## [SOURCE EXTRACT]
----

Brit Floyd brings the Pink Floyd experience back to life with an exclusive tribute show, performed by an all-British band. Damian Darlington, the lead guitarist and band leader, was previously part of The Australian Pink Floyd Experience from 1994-2011. The Australian group still tours today, but Darlington made the decision to leave in 2011 and focus on putting together his version of a tribute to Pink Floyd. (You can read about that and more in our interview with Damian by clicking here.)

Therefore, one can definitely state that this show really is his vision for how best to pay homage to Pink Floyd. It isn't just about the music, it's about the production. The screen frequently displays a mix of cool and thought-provoking imagery covering all forms of life, entertainment and, at times, of our own planet within the solar system. Some visual scenes are designed to match the song (such as a brick wall for, erm, Another Brick In The Wall), whereas others are simply a reflection of life which, mixed with the slow nature of certain songs, actually make for a pretty emotional experience at times. That's not including the strobe lighting which, whilst occasionally a little on the heavy side (those sat closest to the stage may not have been able to see directly into the lighting at certain points), provided another element to the show, whether it was the rainbow-colours to emphasise the band as a whole, or the changing colours of the dazzling lights on a rotating basis to match the emotion of that particular tune.

----

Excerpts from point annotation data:
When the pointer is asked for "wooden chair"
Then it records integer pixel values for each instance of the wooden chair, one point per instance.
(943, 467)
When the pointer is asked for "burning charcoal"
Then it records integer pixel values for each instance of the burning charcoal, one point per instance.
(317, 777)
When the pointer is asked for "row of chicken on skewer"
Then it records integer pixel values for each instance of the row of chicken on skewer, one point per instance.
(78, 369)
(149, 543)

----

## [AIM OF THE TASK]
Transcribe the Brit Floyd review word for word, starting with "Brit Floyd brings" and going on through "by clicking here.)". Rely only on the Brit Floyd review for what comes next.

## [SOLUTION TO THIS EXERCISE]
Brit Floyd brings the Pink Floyd experience back to life with an exclusive tribute show, performed by an all-British band. Damian Darlington, the lead guitarist and band leader, was previously part of The Australian Pink Floyd Experience from 1994-2011. The Australian group still tours today, but Darlington made the decision to leave in 2011 and focus on putting together his version of a tribute to Pink Floyd. (You can read about that and more in our interview with Damian by clicking here.)